**Work order:**
Revise the excerpt on federal income taxes, starting at "Entities included within" and ending at "income tax return.", so that "acquisition" replaces "merger" wherever it occurs.

(Excerpt to read begins)

Entities included within the consolidated group are segregated into either
a life insurance or a non-life insurance company subgroup. The
consolidation of these subgroups is subject to certain statutory
restrictions on the percentage of eligible non-life tax losses that can be
applied to offset life company taxable income. Prior to the merger,
Allmerica P&C and its subsidiaries filed a separate United States federal
income tax return.
Provision for federal income taxes before minority interest was $24.2
million during the first quarter of 1998 compared to $9.7 million during
the same period in 1997. These provisions resulted in consolidated
effective federal tax rates of 24.4% and 17.8%, respectively. The
effective tax rates for AFLIAC and FAFLIC and its non-insurance
subsidiaries were 31.6% and 29.9% during the first quarter of 1998 and
1997, respectively. The increase in the rate for AFLIAC and FAFLIC and
its non-insurance subsidiaries resulted primarily from an $18.9 million
tax benefit related to the agreement to cede the individual disability
income business in the first quarter of 1997. This increase was
partially offset by tax credits on investment partnerships in the first
quarter of 1998. The effective tax rates for Allmerica P&C and its
subsidiaries were 13.7% and 20.8% during the first quarter of 1998 and
1997, respectively. The decrease in the rate for the Allmerica P&C
subsidiaries primarily reflects a smaller proportion of pre-tax income
from realized capital gains in 1998.
Liquidity and Capital Resources
Liquidity describes the ability of a company to generate sufficient cash
flows to meet the cash requirements of business operations. As a holding
company, AFC's primary source of cash is dividends from its insurance
subsidiaries. However, dividend payments to AFC by its insurance
subsidiaries are subject to limitations imposed by state regulators,
such as the requirement that cash dividends be paid out of unreserved
and unrestricted earned surplus and restrictions on the payment of
"extraordinary" dividends, as defined.
Sources of cash for the Company's insurance subsidiaries are from
premiums and fees collected, investment income and maturing investments.

(Excerpt to read ends)
(Supplied entries begins)

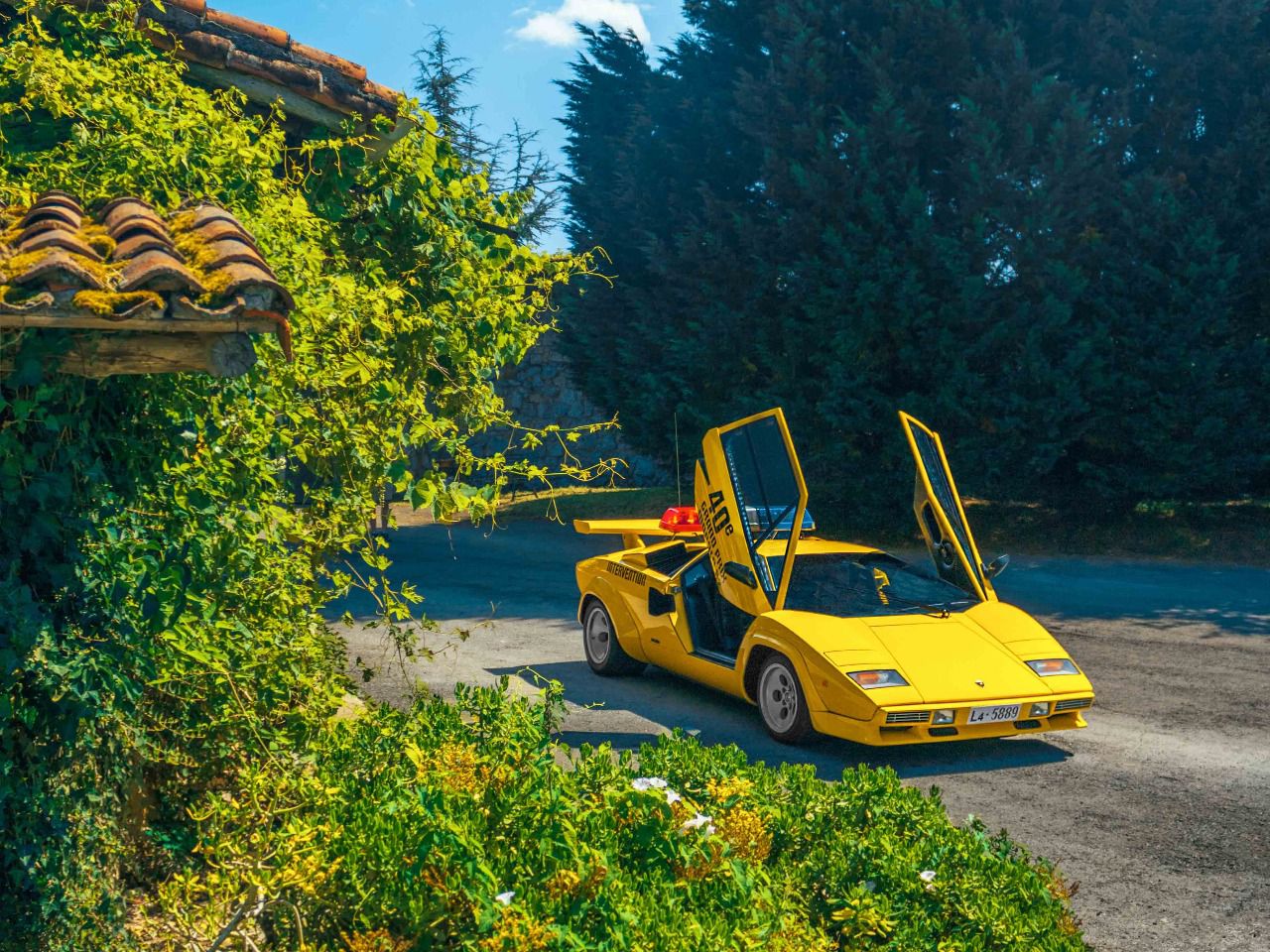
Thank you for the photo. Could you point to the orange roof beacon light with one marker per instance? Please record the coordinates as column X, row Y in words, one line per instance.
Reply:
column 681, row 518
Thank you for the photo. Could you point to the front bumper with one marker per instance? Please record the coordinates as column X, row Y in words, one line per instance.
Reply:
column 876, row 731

(Supplied entries ends)
(Supplied entries begins)

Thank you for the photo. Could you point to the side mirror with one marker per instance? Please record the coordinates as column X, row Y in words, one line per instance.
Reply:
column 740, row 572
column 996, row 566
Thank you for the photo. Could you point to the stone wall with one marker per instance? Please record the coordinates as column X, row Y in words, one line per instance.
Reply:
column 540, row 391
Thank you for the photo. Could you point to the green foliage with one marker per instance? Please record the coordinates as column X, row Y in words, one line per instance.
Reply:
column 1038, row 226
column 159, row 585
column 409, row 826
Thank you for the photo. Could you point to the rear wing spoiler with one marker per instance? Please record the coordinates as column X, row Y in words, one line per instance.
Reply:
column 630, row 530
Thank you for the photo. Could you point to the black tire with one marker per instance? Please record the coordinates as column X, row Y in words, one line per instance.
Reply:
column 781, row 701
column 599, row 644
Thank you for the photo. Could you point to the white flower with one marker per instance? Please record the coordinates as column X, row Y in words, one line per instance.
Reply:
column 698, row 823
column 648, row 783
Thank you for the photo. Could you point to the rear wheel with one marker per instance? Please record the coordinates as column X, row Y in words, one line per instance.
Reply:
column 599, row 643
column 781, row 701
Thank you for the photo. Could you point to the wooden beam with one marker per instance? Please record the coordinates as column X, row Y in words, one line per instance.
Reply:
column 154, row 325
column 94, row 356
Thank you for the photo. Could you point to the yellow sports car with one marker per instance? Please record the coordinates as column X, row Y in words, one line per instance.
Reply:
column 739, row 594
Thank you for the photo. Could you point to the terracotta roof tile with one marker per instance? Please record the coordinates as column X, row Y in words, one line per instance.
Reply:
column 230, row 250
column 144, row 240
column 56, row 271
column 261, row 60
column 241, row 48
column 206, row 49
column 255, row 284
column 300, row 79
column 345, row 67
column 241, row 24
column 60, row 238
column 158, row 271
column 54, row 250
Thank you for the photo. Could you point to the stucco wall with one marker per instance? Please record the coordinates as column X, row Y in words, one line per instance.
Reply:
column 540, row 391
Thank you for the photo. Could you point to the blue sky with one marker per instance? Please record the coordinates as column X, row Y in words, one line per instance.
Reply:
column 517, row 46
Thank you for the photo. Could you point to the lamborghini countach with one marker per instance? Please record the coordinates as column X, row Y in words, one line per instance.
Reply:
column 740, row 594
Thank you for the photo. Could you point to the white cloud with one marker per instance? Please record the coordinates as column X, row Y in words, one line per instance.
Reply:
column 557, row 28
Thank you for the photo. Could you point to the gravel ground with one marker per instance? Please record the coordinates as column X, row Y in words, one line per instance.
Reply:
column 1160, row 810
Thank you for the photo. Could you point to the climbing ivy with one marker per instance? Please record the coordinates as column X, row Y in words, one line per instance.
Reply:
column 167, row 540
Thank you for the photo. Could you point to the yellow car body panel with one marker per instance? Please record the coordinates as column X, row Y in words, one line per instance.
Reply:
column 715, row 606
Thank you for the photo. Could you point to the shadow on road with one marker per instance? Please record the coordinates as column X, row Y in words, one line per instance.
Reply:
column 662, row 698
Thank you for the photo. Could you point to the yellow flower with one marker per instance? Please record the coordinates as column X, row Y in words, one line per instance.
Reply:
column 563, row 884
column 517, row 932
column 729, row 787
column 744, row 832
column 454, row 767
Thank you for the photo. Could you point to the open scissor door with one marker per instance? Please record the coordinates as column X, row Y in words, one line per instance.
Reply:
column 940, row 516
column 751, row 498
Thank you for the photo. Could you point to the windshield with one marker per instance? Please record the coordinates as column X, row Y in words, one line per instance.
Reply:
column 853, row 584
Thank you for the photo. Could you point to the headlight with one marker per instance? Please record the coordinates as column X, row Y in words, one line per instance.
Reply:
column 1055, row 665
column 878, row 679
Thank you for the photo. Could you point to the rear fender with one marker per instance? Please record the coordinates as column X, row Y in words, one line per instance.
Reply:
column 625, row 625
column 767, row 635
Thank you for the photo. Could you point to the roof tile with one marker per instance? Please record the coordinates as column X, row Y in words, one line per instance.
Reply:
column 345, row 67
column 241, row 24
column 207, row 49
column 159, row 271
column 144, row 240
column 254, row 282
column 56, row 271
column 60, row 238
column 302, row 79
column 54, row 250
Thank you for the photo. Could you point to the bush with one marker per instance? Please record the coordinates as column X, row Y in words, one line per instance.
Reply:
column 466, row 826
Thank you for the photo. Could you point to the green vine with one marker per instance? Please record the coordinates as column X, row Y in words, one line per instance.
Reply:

(Supplied entries ends)

**Task answer:**
Entities included within the consolidated group are segregated into either
a life insurance or a non-life insurance company subgroup. The
consolidation of these subgroups is subject to certain statutory
restrictions on the percentage of eligible non-life tax losses that can be
applied to offset life company taxable income. Prior to the acquisition,
Allmerica P&C and its subsidiaries filed a separate United States federal
income tax return.